-- ACTIVITY --
Only lines holding the word "with" are wanted. Copy them from the listing below.

-- MATERIALS PROVIDED --
# # # # # # #

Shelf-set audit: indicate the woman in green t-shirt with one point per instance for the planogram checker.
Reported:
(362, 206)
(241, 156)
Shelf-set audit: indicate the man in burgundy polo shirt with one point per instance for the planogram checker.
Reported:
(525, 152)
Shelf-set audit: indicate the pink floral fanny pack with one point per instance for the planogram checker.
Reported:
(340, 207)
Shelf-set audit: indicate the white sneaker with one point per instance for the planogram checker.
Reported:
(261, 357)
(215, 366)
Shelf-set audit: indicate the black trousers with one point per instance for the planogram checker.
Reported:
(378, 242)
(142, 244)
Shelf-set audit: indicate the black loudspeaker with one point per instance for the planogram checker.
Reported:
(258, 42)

# # # # # # #

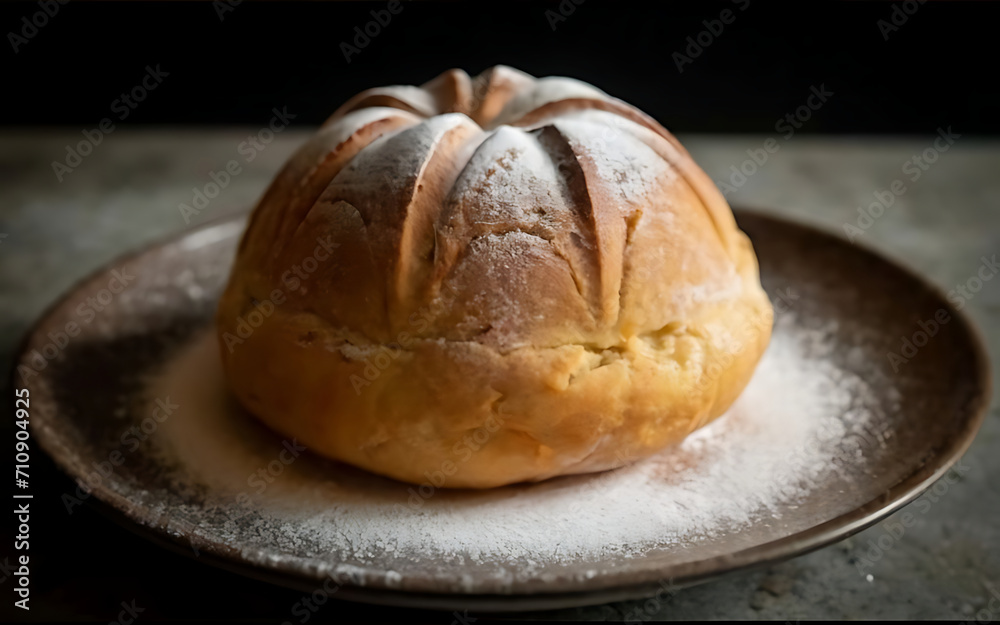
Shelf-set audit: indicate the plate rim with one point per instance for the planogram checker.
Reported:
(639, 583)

# # # # # # #

-- WRITTEN RESPONSE --
Shelf-set audit: indicate the woman in green t-shirt with one point per instance for the planogram checker.
Shelf-set audit: indicate the man in burgundy polo shirt with one point per instance for the planogram checker.
Shelf-set audit: indicate the pink floral fanny pack with one point per instance for the planogram checker.
Shelf-set audit: indicate the white sneaker with one point per instance for the planogram checker.
Shelf-set audit: indicate the black trousers with one point per instance for the planogram checker.
Shelf-set audit: indicate the black loudspeaker with one point per instance for the planogram checker.
Shelf-set audit: indicate the plate rim with one point per instance for the planogram checker.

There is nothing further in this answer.